EXERCISE GOAL:
Identify and copy every line of the records that contains the string "metal", treating uppercase and lowercase letters as different.

Dataset records on where objects are located:
□ □ □ □

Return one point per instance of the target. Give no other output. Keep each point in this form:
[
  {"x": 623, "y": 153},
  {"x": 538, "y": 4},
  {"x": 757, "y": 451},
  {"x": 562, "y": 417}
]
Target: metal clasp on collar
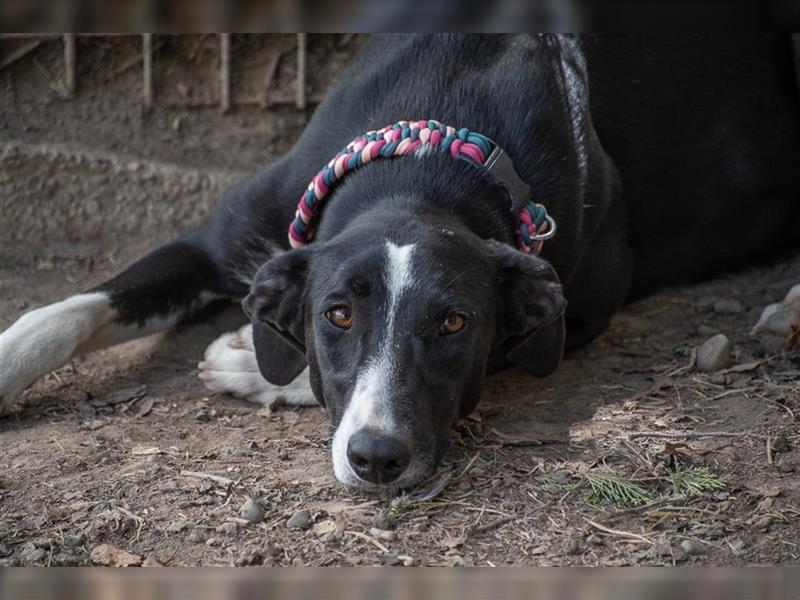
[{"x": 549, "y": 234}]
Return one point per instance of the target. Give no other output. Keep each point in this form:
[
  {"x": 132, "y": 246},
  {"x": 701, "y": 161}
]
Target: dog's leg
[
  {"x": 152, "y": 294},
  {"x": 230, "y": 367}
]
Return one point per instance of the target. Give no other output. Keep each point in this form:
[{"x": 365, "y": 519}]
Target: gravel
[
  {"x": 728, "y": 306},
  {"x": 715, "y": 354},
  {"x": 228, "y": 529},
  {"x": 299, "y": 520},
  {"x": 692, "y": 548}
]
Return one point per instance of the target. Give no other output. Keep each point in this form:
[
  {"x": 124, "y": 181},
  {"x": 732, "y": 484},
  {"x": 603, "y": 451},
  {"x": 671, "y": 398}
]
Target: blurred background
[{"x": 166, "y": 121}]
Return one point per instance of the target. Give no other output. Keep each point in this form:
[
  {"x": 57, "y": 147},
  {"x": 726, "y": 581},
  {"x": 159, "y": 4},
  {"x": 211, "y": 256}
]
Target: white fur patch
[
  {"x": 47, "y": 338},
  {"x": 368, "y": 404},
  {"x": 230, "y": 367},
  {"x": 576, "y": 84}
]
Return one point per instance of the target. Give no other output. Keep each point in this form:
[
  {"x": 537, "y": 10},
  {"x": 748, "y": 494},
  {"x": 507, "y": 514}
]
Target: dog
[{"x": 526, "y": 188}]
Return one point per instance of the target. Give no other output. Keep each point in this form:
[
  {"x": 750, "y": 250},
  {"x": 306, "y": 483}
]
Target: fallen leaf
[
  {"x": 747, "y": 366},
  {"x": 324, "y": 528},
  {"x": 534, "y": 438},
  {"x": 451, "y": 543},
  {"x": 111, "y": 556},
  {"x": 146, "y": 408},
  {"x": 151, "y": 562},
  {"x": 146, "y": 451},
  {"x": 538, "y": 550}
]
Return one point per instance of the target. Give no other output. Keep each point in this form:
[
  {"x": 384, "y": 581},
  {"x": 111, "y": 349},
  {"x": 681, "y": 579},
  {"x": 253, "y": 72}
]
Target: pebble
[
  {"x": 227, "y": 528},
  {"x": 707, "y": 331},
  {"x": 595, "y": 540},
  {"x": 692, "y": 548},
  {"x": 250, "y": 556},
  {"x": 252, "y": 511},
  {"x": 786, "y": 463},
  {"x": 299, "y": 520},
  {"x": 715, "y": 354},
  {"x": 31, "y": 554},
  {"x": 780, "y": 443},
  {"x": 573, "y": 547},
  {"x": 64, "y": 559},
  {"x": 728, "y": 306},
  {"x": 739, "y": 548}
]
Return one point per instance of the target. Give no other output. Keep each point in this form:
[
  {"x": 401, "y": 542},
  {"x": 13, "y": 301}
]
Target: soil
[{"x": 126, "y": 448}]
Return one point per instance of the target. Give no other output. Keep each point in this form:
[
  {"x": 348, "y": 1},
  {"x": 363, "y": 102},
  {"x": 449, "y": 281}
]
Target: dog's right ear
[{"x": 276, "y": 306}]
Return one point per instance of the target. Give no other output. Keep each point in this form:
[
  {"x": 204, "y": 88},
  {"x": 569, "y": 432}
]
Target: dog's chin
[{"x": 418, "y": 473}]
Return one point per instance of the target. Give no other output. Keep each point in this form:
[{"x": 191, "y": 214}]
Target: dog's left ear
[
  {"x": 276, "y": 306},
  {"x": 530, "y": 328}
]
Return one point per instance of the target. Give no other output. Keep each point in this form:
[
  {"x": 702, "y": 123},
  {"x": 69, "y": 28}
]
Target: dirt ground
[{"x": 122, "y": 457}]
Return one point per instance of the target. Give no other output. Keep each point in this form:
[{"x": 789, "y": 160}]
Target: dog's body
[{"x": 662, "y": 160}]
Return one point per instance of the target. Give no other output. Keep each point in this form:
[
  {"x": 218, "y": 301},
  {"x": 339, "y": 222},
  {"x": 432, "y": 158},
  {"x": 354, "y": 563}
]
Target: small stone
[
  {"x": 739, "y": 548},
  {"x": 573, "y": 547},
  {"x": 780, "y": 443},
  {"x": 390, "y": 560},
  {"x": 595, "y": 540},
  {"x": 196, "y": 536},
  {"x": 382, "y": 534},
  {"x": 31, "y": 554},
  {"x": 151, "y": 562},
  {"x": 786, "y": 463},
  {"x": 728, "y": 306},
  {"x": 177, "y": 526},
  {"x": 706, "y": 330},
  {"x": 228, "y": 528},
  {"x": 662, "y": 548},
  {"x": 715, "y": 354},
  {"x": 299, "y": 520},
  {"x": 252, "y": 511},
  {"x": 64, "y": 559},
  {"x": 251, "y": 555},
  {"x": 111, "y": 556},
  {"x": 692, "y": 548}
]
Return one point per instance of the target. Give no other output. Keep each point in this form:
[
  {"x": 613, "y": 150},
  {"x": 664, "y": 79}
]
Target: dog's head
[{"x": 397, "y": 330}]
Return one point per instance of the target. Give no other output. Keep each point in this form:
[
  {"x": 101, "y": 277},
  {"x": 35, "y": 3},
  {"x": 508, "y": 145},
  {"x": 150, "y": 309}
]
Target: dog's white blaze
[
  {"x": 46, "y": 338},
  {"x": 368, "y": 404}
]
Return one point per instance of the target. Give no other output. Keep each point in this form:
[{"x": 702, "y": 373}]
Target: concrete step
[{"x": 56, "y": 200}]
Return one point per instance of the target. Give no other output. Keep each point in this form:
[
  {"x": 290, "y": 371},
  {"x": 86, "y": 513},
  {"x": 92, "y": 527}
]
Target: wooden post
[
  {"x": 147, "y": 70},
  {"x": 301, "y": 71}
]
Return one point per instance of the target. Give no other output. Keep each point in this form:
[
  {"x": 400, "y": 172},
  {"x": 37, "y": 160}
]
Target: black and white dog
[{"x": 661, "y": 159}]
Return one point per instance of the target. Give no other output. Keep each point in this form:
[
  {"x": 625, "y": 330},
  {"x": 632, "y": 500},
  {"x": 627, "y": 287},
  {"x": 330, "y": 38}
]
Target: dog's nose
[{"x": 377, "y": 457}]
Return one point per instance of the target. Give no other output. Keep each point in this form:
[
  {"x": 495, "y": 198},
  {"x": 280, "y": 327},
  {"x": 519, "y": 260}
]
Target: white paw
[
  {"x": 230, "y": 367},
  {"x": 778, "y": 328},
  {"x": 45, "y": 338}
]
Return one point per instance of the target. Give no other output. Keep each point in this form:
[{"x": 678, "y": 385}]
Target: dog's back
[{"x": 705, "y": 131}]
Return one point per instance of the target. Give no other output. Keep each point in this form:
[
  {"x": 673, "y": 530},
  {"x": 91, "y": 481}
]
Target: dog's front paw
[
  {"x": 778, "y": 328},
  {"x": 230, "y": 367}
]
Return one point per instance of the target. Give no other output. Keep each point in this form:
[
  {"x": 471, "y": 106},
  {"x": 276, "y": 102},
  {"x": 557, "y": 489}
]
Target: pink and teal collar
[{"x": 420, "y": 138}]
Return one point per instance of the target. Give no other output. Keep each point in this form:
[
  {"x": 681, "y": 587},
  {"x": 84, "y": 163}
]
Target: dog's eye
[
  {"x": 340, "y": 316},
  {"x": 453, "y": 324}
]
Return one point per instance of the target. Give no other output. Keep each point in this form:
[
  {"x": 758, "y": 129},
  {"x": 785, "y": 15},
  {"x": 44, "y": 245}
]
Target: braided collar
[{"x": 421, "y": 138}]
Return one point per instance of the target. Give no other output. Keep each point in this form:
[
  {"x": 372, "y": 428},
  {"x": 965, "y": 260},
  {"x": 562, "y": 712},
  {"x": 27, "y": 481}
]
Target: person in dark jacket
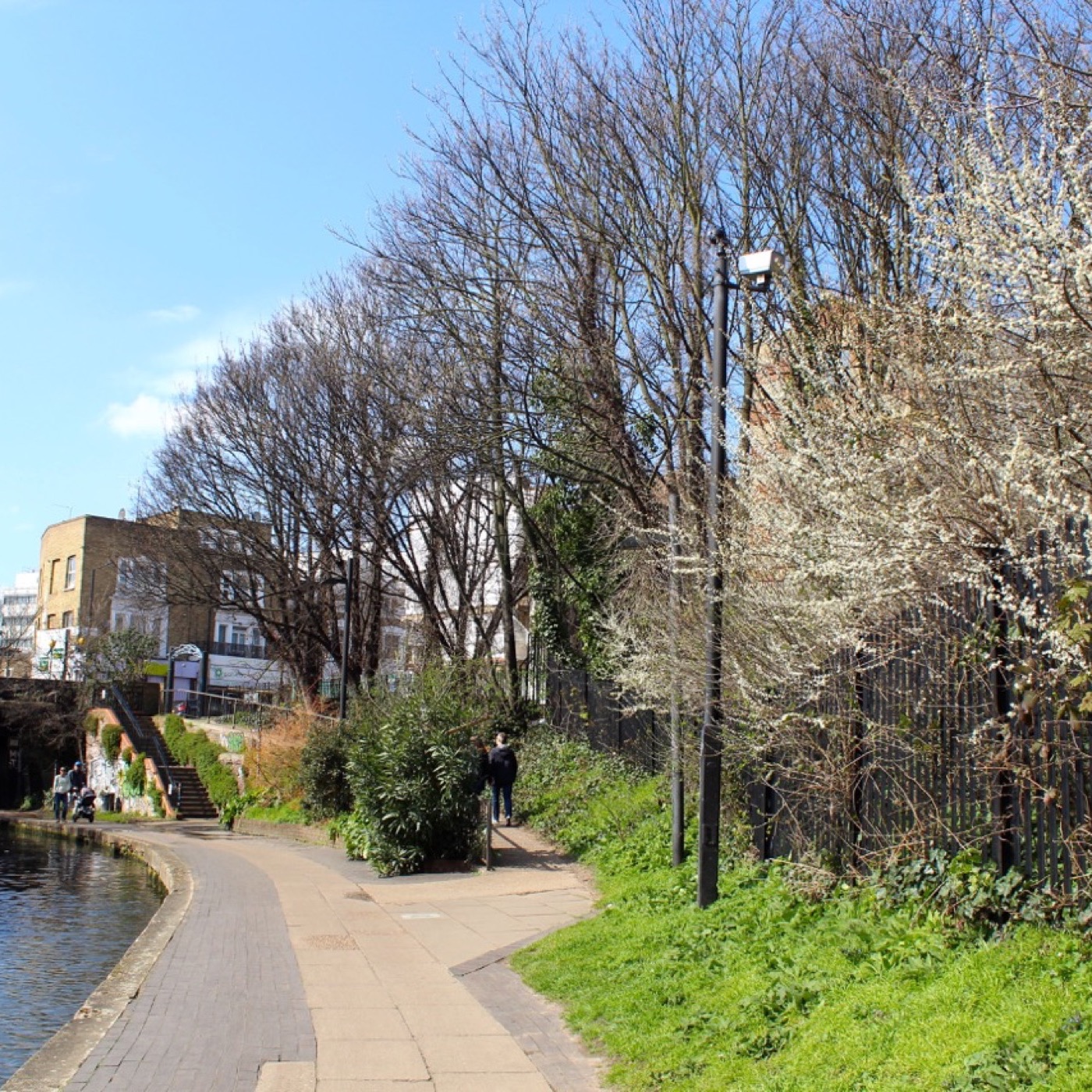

□ □ □ □

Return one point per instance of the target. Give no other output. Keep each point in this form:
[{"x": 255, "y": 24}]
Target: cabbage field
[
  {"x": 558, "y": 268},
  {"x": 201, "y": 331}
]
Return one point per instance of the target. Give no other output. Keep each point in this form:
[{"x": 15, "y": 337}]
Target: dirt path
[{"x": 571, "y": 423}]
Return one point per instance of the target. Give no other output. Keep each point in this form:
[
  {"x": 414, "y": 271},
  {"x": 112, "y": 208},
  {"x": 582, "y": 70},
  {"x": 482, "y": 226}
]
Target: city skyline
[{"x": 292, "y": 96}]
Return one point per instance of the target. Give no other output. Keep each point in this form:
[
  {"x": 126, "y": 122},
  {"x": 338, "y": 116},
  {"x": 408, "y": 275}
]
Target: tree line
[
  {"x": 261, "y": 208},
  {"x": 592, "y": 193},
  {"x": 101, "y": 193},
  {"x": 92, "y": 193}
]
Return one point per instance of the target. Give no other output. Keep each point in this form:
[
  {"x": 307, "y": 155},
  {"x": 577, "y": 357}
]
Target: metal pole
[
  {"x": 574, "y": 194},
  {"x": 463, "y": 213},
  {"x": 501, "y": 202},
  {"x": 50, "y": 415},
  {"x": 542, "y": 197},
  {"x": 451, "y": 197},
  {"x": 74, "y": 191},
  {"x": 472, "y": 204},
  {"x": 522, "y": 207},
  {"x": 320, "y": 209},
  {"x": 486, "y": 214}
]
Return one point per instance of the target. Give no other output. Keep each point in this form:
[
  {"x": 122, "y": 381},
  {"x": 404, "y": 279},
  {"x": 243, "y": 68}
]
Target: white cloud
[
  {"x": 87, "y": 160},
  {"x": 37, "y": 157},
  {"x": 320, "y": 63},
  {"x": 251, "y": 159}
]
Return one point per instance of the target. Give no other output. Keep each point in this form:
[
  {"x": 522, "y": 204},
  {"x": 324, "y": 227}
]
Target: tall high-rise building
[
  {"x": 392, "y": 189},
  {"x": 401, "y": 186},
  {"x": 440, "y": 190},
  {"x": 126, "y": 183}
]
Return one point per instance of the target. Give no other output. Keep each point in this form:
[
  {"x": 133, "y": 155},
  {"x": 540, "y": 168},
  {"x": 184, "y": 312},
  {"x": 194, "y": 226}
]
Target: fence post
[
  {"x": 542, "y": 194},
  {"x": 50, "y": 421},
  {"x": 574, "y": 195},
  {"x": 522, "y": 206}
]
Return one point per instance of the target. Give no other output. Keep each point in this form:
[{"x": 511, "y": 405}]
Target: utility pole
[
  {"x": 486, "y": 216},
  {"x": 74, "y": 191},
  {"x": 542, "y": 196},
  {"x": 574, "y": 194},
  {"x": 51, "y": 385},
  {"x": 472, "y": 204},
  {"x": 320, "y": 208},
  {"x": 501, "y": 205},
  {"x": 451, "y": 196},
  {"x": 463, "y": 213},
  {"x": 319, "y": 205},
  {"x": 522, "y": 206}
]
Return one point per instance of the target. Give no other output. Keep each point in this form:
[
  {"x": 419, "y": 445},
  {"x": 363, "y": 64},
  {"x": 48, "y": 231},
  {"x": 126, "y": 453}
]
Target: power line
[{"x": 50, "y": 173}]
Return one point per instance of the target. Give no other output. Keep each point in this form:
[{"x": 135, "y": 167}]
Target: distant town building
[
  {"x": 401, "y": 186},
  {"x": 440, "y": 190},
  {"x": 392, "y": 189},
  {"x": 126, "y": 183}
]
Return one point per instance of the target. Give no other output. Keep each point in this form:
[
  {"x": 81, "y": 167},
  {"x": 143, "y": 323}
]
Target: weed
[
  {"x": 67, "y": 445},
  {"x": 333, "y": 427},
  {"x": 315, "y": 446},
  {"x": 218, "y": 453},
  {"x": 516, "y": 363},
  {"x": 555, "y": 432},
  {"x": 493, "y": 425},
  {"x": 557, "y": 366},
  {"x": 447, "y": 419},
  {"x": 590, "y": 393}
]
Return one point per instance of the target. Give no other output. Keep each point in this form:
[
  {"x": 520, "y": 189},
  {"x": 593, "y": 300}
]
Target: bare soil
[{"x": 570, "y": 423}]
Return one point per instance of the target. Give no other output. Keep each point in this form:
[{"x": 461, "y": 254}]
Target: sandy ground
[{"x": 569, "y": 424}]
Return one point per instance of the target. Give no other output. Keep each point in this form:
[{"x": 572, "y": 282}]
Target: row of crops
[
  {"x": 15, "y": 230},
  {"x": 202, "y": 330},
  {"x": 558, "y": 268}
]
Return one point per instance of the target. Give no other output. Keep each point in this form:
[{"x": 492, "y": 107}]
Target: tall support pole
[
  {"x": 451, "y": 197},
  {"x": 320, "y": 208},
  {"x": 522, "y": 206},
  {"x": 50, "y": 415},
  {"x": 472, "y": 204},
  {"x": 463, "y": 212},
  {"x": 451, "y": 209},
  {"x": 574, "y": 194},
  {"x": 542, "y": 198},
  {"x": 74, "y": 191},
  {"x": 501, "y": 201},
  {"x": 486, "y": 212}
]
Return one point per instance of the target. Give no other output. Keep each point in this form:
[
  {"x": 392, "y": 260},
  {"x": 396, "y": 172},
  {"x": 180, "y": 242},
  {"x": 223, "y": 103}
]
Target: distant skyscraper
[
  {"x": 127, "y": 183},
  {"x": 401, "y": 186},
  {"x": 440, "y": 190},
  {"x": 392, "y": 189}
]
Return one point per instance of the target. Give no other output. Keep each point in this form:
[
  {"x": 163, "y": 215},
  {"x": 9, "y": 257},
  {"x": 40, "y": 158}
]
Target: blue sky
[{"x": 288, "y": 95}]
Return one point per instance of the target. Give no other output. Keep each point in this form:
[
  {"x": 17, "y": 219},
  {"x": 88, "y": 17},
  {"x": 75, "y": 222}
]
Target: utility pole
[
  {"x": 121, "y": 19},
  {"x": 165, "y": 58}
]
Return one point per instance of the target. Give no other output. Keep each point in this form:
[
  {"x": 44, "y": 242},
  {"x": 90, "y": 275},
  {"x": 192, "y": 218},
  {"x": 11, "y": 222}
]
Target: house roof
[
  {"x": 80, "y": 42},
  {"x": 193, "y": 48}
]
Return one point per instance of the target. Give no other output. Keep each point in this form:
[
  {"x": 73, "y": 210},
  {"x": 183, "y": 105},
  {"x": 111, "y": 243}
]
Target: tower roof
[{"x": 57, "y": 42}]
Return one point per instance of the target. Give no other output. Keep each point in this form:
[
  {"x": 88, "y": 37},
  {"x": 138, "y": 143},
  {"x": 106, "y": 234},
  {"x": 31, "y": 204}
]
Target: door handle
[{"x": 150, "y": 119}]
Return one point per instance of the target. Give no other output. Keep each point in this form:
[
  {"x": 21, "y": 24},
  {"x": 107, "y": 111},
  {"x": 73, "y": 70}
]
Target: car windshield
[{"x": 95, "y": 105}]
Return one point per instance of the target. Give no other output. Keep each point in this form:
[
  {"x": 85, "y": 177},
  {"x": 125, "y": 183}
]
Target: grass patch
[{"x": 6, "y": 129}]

□ □ □ □

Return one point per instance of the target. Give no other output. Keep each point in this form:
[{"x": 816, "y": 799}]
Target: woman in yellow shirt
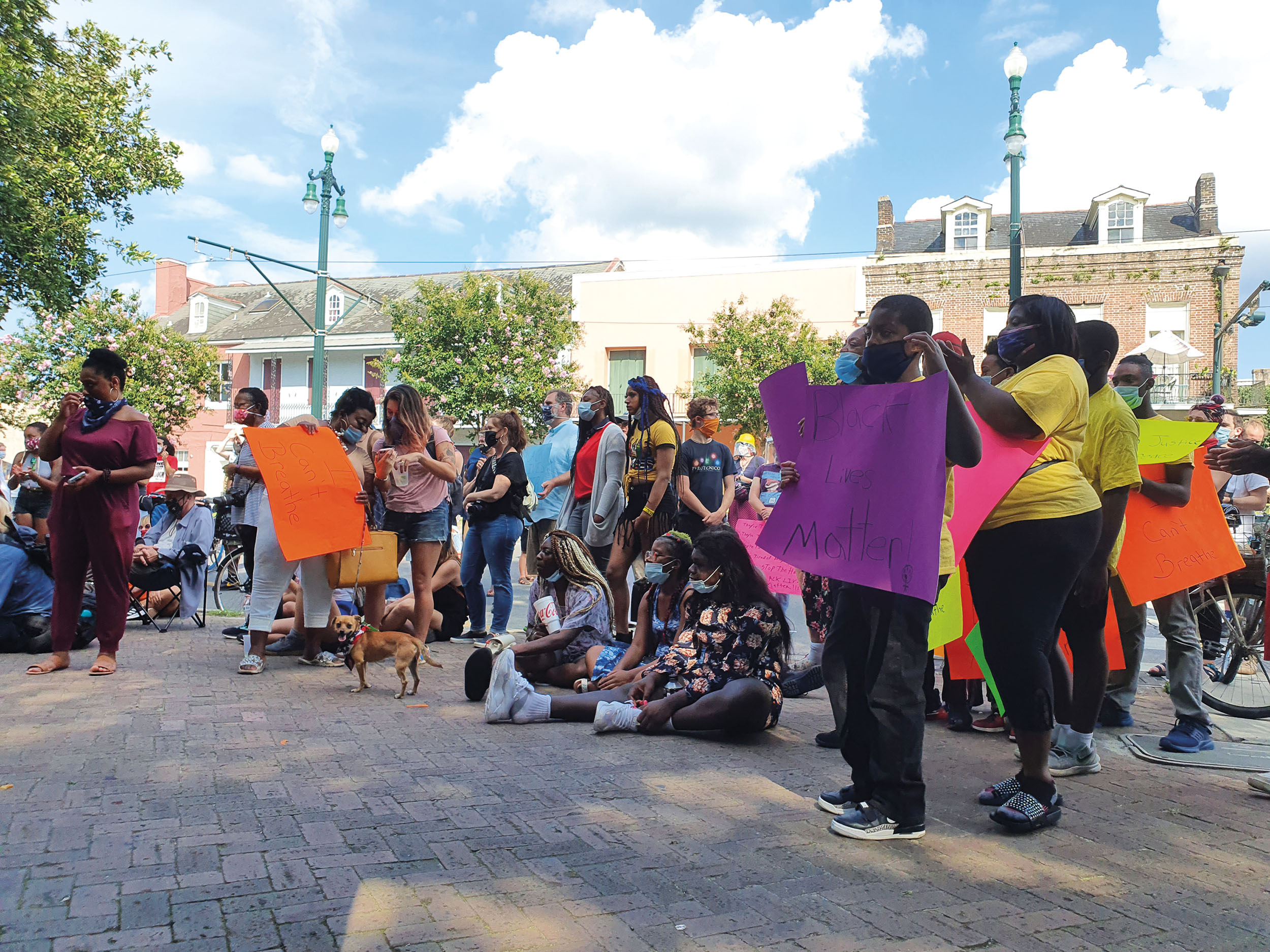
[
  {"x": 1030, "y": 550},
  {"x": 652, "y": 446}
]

□ □ □ □

EXERCISE ANSWER:
Target: metal clasp on collar
Target: metal pole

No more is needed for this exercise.